## TESTO DELL'ESERCIZIO
##############################
La mancanza di fondi e di test clinici su larga scala rende quel limite difficile da identificare. A seconda del paziente e dalle condizioni, Brooks somministra le infusioni in cicli da un’ora o da due mentre il paziente è seduto su una sedia, come una specie di chemio o di dialisi. Aradillas Lopez invece ordina un ricovero di dieci giorni con un’infusione lenta e continua, nel reparto terapia intensiva.

“Questa droga non verrà mai ufficialmente approvata dalla FDA per le terapie,” sostiene il dott. Brooks, “e senza il benestare dell’amministrazione burocratica, molte compagnie di assicurazioni non pagheranno nemmeno il conto.” “Siamo in pochi a fare questo lavoro, non c’è uno standard di cura.”
##############################
## DATI FORNITI
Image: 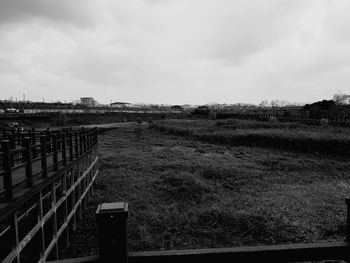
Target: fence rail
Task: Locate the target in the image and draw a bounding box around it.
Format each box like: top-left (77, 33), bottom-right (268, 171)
top-left (0, 128), bottom-right (98, 262)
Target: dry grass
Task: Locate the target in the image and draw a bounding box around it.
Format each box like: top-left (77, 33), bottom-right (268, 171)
top-left (152, 120), bottom-right (350, 155)
top-left (63, 125), bottom-right (350, 256)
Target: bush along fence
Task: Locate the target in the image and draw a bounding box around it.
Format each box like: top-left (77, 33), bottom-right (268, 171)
top-left (44, 198), bottom-right (350, 263)
top-left (0, 128), bottom-right (98, 262)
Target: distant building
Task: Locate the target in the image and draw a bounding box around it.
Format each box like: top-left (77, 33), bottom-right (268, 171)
top-left (109, 102), bottom-right (131, 108)
top-left (80, 97), bottom-right (96, 107)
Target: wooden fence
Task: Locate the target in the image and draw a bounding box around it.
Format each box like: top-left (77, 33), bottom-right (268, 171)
top-left (47, 198), bottom-right (350, 263)
top-left (0, 128), bottom-right (98, 262)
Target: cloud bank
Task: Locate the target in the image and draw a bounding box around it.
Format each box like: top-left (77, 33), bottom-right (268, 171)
top-left (0, 0), bottom-right (350, 104)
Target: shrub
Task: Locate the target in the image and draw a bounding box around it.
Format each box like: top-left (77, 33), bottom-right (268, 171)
top-left (269, 116), bottom-right (278, 123)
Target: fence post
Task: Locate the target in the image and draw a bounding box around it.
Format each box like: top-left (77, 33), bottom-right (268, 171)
top-left (23, 137), bottom-right (33, 187)
top-left (345, 197), bottom-right (350, 242)
top-left (68, 132), bottom-right (73, 162)
top-left (79, 130), bottom-right (84, 155)
top-left (95, 202), bottom-right (128, 263)
top-left (61, 133), bottom-right (67, 166)
top-left (31, 128), bottom-right (38, 158)
top-left (1, 140), bottom-right (13, 201)
top-left (52, 134), bottom-right (58, 171)
top-left (45, 128), bottom-right (51, 153)
top-left (9, 133), bottom-right (16, 167)
top-left (74, 132), bottom-right (79, 158)
top-left (40, 135), bottom-right (47, 178)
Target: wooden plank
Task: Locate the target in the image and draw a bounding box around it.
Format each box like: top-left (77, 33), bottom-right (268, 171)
top-left (129, 242), bottom-right (350, 263)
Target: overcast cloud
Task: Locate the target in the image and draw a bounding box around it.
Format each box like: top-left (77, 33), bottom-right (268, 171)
top-left (0, 0), bottom-right (350, 104)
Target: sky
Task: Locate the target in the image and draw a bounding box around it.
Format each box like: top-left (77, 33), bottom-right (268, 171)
top-left (0, 0), bottom-right (350, 104)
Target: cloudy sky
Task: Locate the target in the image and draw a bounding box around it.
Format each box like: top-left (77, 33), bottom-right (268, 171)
top-left (0, 0), bottom-right (350, 104)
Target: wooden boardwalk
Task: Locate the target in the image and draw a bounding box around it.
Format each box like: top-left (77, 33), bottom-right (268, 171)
top-left (0, 128), bottom-right (98, 262)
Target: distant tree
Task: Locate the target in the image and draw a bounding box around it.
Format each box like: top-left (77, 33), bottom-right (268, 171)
top-left (333, 91), bottom-right (345, 105)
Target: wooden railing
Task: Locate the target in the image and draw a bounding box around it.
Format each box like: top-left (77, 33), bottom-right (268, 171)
top-left (0, 128), bottom-right (98, 262)
top-left (49, 198), bottom-right (350, 263)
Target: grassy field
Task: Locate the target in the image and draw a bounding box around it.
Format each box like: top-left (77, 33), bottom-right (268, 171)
top-left (153, 120), bottom-right (350, 155)
top-left (63, 123), bottom-right (350, 257)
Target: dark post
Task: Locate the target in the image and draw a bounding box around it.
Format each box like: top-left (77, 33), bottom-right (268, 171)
top-left (68, 132), bottom-right (73, 162)
top-left (40, 135), bottom-right (47, 178)
top-left (11, 129), bottom-right (16, 149)
top-left (31, 128), bottom-right (38, 158)
top-left (52, 134), bottom-right (58, 171)
top-left (61, 133), bottom-right (67, 165)
top-left (17, 128), bottom-right (22, 145)
top-left (9, 133), bottom-right (16, 167)
top-left (56, 131), bottom-right (62, 150)
top-left (2, 128), bottom-right (7, 140)
top-left (45, 128), bottom-right (51, 153)
top-left (74, 132), bottom-right (79, 158)
top-left (96, 202), bottom-right (128, 263)
top-left (23, 137), bottom-right (33, 187)
top-left (95, 127), bottom-right (98, 144)
top-left (345, 197), bottom-right (350, 242)
top-left (1, 140), bottom-right (13, 201)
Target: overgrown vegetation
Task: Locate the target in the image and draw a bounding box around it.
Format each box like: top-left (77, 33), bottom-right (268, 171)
top-left (64, 125), bottom-right (350, 257)
top-left (153, 120), bottom-right (350, 154)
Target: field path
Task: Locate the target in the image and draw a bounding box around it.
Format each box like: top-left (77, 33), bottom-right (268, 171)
top-left (64, 125), bottom-right (350, 256)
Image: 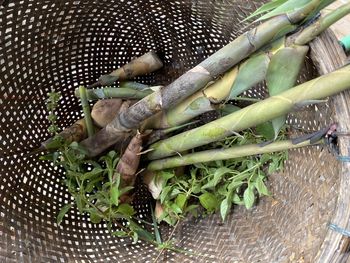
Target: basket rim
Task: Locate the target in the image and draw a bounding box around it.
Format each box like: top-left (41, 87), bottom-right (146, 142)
top-left (310, 29), bottom-right (350, 263)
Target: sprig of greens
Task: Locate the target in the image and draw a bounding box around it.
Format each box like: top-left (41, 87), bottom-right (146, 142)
top-left (157, 130), bottom-right (287, 225)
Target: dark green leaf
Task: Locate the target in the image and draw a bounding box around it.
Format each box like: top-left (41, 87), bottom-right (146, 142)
top-left (112, 231), bottom-right (128, 237)
top-left (232, 193), bottom-right (244, 205)
top-left (160, 186), bottom-right (172, 204)
top-left (132, 232), bottom-right (139, 244)
top-left (56, 204), bottom-right (73, 225)
top-left (75, 194), bottom-right (85, 213)
top-left (111, 185), bottom-right (120, 206)
top-left (119, 186), bottom-right (134, 195)
top-left (227, 180), bottom-right (244, 191)
top-left (255, 177), bottom-right (270, 195)
top-left (81, 168), bottom-right (104, 183)
top-left (170, 203), bottom-right (182, 214)
top-left (243, 186), bottom-right (255, 209)
top-left (256, 121), bottom-right (275, 140)
top-left (85, 177), bottom-right (103, 193)
top-left (170, 188), bottom-right (181, 199)
top-left (220, 197), bottom-right (232, 221)
top-left (202, 167), bottom-right (231, 189)
top-left (157, 171), bottom-right (175, 182)
top-left (175, 194), bottom-right (187, 210)
top-left (185, 205), bottom-right (198, 215)
top-left (117, 204), bottom-right (135, 217)
top-left (199, 192), bottom-right (219, 212)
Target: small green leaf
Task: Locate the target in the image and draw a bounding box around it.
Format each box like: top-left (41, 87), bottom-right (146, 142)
top-left (119, 186), bottom-right (134, 195)
top-left (243, 186), bottom-right (255, 209)
top-left (199, 192), bottom-right (219, 212)
top-left (170, 203), bottom-right (182, 214)
top-left (157, 171), bottom-right (175, 182)
top-left (112, 231), bottom-right (128, 237)
top-left (220, 197), bottom-right (232, 221)
top-left (175, 194), bottom-right (187, 210)
top-left (85, 177), bottom-right (103, 193)
top-left (132, 232), bottom-right (139, 244)
top-left (56, 204), bottom-right (73, 225)
top-left (185, 205), bottom-right (199, 214)
top-left (160, 186), bottom-right (172, 204)
top-left (170, 187), bottom-right (181, 199)
top-left (232, 193), bottom-right (244, 205)
top-left (202, 167), bottom-right (231, 189)
top-left (117, 204), bottom-right (135, 217)
top-left (255, 177), bottom-right (271, 196)
top-left (75, 194), bottom-right (85, 213)
top-left (111, 185), bottom-right (120, 206)
top-left (256, 121), bottom-right (275, 140)
top-left (81, 168), bottom-right (104, 183)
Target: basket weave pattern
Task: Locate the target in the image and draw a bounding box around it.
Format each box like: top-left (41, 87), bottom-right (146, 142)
top-left (0, 0), bottom-right (346, 262)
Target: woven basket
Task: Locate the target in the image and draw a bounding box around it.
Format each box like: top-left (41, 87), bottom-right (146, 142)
top-left (0, 0), bottom-right (350, 262)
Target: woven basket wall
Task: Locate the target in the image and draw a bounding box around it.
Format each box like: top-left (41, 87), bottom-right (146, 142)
top-left (0, 0), bottom-right (350, 262)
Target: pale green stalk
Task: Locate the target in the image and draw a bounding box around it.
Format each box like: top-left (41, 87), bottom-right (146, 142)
top-left (147, 140), bottom-right (311, 171)
top-left (75, 87), bottom-right (153, 100)
top-left (148, 66), bottom-right (350, 160)
top-left (295, 3), bottom-right (350, 45)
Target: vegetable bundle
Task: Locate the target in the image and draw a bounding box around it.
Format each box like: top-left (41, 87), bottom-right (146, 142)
top-left (41, 0), bottom-right (350, 252)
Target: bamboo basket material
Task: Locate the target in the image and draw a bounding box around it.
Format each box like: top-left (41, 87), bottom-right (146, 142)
top-left (0, 0), bottom-right (350, 262)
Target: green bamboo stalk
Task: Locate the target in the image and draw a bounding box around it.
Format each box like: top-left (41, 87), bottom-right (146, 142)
top-left (266, 46), bottom-right (309, 139)
top-left (74, 87), bottom-right (153, 100)
top-left (147, 140), bottom-right (312, 171)
top-left (295, 3), bottom-right (350, 45)
top-left (119, 81), bottom-right (150, 90)
top-left (148, 66), bottom-right (350, 160)
top-left (142, 67), bottom-right (238, 129)
top-left (228, 52), bottom-right (270, 100)
top-left (147, 121), bottom-right (198, 145)
top-left (119, 0), bottom-right (321, 129)
top-left (79, 0), bottom-right (322, 157)
top-left (79, 86), bottom-right (94, 137)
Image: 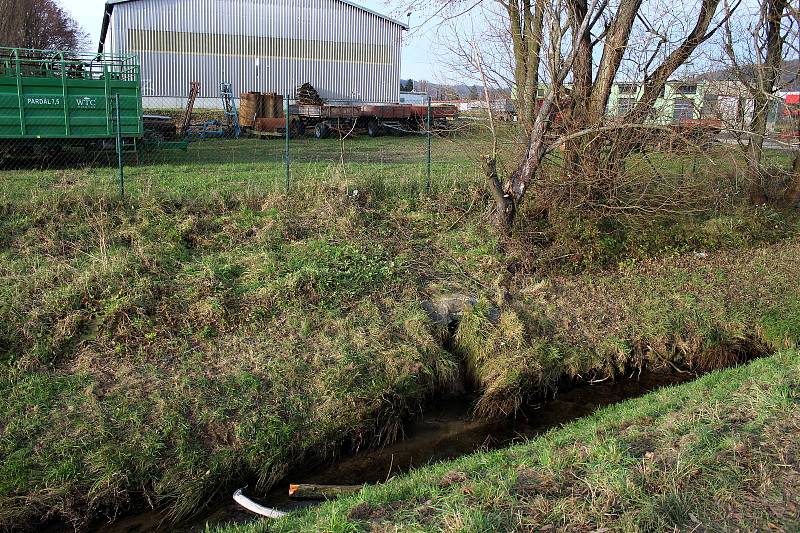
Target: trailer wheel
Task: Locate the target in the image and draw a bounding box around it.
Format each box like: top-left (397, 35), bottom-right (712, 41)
top-left (314, 122), bottom-right (331, 139)
top-left (367, 118), bottom-right (383, 137)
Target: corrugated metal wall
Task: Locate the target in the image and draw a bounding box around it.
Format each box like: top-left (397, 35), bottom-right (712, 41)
top-left (109, 0), bottom-right (403, 102)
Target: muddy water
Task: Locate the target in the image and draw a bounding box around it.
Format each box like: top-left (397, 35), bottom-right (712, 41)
top-left (92, 373), bottom-right (694, 533)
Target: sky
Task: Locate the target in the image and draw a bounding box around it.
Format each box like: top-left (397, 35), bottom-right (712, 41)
top-left (60, 0), bottom-right (442, 81)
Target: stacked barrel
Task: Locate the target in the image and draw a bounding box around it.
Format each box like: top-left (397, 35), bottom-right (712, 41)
top-left (239, 92), bottom-right (284, 131)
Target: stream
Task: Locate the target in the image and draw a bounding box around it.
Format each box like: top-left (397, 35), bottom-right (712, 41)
top-left (90, 373), bottom-right (696, 533)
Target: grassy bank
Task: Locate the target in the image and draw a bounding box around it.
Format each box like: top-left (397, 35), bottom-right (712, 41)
top-left (0, 144), bottom-right (800, 526)
top-left (221, 350), bottom-right (800, 533)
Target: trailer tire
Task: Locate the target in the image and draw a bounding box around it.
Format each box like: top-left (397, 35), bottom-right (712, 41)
top-left (314, 122), bottom-right (331, 139)
top-left (367, 118), bottom-right (383, 137)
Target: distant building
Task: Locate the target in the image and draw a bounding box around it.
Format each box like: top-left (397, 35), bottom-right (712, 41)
top-left (100, 0), bottom-right (408, 107)
top-left (606, 81), bottom-right (706, 125)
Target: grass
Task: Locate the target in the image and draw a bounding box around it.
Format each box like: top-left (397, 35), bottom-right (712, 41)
top-left (218, 350), bottom-right (800, 533)
top-left (0, 137), bottom-right (800, 527)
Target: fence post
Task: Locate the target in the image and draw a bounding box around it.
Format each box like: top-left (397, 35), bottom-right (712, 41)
top-left (425, 95), bottom-right (433, 194)
top-left (114, 93), bottom-right (125, 198)
top-left (283, 97), bottom-right (291, 194)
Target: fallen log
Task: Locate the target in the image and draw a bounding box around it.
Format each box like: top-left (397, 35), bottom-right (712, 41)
top-left (289, 483), bottom-right (361, 500)
top-left (233, 489), bottom-right (287, 518)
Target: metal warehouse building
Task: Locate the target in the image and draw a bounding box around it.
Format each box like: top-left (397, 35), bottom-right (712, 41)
top-left (100, 0), bottom-right (408, 106)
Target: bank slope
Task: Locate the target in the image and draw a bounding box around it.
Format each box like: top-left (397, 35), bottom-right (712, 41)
top-left (219, 350), bottom-right (800, 533)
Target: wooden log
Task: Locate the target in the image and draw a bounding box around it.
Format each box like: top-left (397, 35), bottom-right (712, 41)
top-left (233, 489), bottom-right (286, 518)
top-left (289, 484), bottom-right (361, 500)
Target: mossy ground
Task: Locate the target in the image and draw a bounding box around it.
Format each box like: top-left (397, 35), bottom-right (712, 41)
top-left (0, 134), bottom-right (800, 526)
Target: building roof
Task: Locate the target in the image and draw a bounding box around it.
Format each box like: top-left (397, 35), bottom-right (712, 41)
top-left (97, 0), bottom-right (409, 53)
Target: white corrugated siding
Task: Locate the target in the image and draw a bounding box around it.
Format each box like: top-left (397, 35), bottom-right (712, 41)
top-left (109, 0), bottom-right (403, 102)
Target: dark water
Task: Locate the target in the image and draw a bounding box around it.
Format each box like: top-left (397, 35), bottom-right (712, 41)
top-left (83, 373), bottom-right (694, 533)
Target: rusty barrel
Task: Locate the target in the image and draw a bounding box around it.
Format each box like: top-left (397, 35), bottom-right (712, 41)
top-left (259, 93), bottom-right (283, 118)
top-left (239, 92), bottom-right (262, 128)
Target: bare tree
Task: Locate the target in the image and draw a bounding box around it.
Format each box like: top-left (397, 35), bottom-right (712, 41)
top-left (400, 0), bottom-right (738, 227)
top-left (724, 0), bottom-right (790, 205)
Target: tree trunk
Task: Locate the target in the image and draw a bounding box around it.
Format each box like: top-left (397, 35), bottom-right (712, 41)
top-left (747, 0), bottom-right (789, 205)
top-left (747, 93), bottom-right (769, 205)
top-left (483, 156), bottom-right (517, 235)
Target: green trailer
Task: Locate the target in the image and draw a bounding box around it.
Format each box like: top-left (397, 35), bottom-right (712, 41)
top-left (0, 48), bottom-right (144, 150)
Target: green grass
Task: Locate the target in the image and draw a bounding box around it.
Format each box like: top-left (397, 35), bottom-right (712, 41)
top-left (218, 350), bottom-right (800, 533)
##############################
## COMPITI ED ESERCIZI
1. Elenca tutte le durate di tempo che il testo sulle infusioni indica per la loro somministrazione.
2. Riassumi in due frasi il testo sulle infusioni.
3. Scrivi la parte successiva del testo sulle infusioni, cominciando dopo la sua ultima frase.
I dati non hanno alcun legame con il testo.

## RISPOSTE IN ORDINE
1.
- un'ora
- due ore
- dieci giorni

2. La mancanza di fondi e di test clinici su larga scala rende difficile identificare un limite, e i medici somministrano le infusioni in modi diversi: Brooks in cicli da una o due ore con il paziente seduto, Aradillas Lopez con un ricovero di dieci giorni e un'infusione lenta e continua in terapia intensiva. Brooks sostiene che la droga non verrà mai approvata dalla FDA per le terapie e che molte compagnie di assicurazioni non pagheranno, mentre chi fa questo lavoro è poco numeroso e non esiste uno standard di cura.

3.
Secondo Buckenmaier, che ha dedicato tutta la sua carriera al trattamento di lesioni fatali fino a una decina d’anni prima, il sistema sanitario sta perdendo un’occasione.

"Nei miei 26 anni di carriera militare ho visto persone morire di dolore nonostante i trattamenti con gli oppiacei” ha detto il Colonnello. “Se in quelle flebo ci fosse stata ketamina, ora sarebbero vive.”

Ma per ora, senza degli standard e senza l’approvazione della FDA, la terapia con infusioni da ketamina negli Stati Uniti è destinata a spegnersi, confinata a una manciata di ospedali militari e istituti di ricerca sporadici, o cliniche rare come quella di Brooks.